### WORK TO BE COMPLETED
Repeat, please, only the lines from the top of the data down to the line with "Task: Expected behaviour is that every instance of the row of"; include both of those lines.

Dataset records

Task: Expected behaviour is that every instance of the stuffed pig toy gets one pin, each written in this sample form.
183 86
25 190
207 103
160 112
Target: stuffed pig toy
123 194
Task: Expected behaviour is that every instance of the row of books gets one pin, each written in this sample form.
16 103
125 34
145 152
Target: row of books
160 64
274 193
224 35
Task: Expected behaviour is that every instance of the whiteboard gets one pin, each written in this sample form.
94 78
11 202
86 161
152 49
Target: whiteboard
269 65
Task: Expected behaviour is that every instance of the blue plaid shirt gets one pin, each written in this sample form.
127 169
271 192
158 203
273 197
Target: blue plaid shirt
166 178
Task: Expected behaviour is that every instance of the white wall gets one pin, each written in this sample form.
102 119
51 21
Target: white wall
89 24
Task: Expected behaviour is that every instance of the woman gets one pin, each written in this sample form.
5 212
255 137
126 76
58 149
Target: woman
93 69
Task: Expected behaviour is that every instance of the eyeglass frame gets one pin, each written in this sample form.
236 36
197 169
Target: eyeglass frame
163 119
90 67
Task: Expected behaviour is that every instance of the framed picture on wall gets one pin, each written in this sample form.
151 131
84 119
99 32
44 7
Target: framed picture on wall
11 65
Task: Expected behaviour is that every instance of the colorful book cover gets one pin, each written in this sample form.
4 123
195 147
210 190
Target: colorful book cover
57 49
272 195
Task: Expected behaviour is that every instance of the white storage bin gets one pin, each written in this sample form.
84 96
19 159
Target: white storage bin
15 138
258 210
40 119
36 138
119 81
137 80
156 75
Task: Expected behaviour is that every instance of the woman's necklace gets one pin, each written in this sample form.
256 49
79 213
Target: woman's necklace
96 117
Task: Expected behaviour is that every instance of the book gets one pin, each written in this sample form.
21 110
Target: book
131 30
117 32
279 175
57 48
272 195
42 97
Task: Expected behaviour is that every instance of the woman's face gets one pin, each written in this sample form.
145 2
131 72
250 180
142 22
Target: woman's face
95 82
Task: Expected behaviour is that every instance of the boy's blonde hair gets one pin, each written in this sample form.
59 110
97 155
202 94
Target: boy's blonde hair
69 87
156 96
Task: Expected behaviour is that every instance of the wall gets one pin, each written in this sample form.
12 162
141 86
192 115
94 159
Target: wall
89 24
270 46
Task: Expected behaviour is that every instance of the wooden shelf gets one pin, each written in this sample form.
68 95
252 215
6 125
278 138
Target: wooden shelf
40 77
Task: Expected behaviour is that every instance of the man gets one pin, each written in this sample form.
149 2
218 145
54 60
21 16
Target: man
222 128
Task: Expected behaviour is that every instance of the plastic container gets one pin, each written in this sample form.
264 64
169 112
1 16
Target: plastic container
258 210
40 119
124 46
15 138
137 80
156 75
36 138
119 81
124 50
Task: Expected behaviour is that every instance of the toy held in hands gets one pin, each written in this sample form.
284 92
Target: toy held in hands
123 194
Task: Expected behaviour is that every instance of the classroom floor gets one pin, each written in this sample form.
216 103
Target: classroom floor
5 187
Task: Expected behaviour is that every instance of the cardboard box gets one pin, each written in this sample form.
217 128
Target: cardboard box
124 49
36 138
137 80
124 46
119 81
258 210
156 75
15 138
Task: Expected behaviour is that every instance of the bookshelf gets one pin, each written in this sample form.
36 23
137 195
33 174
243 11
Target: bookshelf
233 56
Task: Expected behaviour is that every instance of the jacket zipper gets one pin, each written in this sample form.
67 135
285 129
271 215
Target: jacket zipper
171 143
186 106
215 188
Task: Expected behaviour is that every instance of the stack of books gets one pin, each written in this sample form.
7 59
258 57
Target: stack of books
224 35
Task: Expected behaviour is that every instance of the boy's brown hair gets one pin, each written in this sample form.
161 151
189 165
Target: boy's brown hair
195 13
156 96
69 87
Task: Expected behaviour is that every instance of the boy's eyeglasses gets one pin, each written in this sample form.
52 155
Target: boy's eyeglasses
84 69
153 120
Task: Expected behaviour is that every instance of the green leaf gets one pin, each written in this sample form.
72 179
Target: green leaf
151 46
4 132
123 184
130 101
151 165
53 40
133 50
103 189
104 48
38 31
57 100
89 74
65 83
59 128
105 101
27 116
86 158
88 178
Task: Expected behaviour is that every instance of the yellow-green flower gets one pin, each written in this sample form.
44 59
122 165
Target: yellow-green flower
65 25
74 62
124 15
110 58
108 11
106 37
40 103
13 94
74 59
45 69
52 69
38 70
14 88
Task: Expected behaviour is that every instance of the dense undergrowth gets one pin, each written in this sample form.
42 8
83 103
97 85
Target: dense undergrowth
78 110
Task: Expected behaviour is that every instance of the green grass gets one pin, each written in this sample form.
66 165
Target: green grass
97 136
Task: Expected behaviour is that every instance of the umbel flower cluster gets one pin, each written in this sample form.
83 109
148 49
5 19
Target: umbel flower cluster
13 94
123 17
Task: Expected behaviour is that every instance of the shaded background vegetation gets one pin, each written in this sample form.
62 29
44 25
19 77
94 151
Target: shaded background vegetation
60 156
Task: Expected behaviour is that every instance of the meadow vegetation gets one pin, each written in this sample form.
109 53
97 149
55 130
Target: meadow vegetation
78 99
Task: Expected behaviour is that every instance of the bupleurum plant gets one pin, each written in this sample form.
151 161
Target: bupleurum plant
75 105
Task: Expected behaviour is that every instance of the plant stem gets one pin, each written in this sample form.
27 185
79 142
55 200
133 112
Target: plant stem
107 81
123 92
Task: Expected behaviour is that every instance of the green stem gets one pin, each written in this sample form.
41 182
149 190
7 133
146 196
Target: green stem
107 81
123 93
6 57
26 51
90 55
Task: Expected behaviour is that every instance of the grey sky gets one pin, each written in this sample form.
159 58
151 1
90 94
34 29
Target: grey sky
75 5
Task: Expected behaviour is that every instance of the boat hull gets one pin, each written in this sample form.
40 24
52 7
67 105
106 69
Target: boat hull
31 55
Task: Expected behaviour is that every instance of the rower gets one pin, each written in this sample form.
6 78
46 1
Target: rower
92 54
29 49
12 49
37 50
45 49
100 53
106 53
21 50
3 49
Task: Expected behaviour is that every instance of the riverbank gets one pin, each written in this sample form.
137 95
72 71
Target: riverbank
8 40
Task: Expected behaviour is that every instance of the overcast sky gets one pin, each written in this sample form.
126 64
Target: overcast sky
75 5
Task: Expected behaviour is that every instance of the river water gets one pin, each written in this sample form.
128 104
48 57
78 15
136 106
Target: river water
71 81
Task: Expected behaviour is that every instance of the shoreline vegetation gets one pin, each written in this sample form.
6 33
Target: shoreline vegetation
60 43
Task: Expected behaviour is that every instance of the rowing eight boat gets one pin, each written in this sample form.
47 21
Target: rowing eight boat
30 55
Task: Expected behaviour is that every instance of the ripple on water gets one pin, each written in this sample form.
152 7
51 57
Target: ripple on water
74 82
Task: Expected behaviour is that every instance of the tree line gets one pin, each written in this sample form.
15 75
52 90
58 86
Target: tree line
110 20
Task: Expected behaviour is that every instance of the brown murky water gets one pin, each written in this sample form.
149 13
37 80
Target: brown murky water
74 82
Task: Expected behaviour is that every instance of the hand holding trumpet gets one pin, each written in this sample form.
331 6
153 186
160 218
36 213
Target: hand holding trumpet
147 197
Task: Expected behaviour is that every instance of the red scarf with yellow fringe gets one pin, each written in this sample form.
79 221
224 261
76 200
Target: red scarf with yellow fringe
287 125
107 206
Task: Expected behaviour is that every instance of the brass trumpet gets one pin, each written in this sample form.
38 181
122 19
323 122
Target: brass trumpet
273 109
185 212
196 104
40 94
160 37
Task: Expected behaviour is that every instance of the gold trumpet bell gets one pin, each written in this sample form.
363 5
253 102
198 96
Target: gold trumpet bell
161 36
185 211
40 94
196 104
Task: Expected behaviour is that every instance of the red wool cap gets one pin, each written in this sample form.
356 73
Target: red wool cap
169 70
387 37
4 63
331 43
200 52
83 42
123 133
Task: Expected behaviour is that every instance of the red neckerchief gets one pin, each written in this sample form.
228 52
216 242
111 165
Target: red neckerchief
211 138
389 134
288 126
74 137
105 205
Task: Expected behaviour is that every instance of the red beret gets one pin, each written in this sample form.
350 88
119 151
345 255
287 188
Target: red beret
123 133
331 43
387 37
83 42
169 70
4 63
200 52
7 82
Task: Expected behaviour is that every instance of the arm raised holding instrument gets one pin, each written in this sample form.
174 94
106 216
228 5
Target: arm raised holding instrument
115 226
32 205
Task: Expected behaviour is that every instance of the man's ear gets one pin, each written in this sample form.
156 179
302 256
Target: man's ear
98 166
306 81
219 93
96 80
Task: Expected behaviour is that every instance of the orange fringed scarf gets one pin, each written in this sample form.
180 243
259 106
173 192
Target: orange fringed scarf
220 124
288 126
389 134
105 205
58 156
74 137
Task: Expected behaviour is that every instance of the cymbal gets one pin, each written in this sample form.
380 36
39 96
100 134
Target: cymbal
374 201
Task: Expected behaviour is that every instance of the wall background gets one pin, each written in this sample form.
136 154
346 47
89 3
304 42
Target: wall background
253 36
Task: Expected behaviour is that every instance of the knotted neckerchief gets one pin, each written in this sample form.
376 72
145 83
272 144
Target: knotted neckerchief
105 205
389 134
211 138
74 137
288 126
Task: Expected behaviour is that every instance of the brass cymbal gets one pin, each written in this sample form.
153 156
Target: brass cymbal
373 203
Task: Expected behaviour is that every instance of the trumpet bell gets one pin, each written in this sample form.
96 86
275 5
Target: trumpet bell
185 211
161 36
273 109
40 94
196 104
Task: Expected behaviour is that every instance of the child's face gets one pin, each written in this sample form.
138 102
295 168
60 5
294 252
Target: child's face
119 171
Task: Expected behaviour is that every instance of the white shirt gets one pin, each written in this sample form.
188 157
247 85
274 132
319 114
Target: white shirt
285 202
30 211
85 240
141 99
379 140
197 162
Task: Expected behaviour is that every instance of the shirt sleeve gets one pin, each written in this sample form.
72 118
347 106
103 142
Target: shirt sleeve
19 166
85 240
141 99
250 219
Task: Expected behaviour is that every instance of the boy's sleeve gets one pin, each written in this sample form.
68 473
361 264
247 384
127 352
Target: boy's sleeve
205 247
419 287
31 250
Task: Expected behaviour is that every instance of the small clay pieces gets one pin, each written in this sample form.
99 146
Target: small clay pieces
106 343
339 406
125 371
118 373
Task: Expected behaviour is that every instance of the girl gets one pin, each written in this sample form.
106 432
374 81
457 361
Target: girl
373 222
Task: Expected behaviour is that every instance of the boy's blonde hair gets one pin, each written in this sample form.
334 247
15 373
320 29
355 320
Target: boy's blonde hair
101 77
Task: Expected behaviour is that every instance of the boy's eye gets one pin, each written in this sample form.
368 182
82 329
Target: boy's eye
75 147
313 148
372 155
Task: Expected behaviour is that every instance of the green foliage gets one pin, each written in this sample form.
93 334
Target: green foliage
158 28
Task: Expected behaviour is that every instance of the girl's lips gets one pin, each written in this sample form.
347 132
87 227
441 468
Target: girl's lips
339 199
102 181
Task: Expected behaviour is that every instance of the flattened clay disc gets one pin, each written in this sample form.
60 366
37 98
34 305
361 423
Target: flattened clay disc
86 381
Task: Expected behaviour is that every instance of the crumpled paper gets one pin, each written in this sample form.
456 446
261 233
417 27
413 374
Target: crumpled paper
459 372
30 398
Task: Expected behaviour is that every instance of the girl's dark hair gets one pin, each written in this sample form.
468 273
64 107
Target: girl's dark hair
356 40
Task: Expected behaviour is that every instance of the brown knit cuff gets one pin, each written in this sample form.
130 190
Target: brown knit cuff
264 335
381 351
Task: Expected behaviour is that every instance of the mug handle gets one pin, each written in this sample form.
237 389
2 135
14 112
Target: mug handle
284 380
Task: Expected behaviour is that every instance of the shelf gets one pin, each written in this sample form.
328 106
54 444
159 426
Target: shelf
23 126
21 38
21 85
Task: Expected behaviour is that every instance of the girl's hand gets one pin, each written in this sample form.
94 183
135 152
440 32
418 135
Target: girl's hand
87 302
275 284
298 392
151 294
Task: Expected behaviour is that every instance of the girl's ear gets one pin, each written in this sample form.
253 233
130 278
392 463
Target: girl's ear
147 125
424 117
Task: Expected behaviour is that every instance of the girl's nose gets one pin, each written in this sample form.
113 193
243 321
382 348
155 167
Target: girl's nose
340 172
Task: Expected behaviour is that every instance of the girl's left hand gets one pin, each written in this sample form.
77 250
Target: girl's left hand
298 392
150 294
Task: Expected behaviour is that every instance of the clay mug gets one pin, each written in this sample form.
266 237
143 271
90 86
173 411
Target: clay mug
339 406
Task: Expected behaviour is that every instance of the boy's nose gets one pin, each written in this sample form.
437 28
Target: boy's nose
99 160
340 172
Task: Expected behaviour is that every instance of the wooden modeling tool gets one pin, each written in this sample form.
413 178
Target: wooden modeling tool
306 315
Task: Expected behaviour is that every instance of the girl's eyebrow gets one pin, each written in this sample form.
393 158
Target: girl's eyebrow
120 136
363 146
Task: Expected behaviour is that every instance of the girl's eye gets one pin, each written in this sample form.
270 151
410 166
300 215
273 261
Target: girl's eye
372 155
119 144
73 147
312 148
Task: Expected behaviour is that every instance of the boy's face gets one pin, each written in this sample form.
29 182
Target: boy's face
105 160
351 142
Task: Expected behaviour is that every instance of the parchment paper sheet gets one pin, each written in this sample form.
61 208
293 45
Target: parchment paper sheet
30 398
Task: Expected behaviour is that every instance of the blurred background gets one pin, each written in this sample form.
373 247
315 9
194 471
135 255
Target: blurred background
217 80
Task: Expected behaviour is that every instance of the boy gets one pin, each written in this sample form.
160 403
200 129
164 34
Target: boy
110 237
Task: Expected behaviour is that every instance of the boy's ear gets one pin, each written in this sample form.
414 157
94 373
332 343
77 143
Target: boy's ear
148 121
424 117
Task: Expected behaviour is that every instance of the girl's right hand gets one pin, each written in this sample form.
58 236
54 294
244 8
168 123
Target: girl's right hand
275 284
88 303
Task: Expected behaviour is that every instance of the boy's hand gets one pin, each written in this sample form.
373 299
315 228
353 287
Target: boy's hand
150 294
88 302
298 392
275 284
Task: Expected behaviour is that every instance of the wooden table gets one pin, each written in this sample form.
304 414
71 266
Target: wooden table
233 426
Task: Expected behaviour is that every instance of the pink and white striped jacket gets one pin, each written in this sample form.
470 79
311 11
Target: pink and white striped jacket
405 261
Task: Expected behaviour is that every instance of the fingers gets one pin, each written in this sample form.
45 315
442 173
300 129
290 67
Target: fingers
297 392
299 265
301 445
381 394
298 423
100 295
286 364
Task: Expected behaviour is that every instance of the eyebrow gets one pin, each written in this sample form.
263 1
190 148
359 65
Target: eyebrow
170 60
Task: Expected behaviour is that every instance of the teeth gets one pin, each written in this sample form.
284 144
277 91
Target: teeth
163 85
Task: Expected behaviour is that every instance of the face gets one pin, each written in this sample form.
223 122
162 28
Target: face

### RESULT
Task: Expected behaviour is that every instance of the stuffed pig toy gets one pin, each written in this sample form.
183 86
25 190
207 103
160 112
Target: stuffed pig toy
123 194
Task: Expected behaviour is that every instance of the row of books gets one pin, each written in this sample form.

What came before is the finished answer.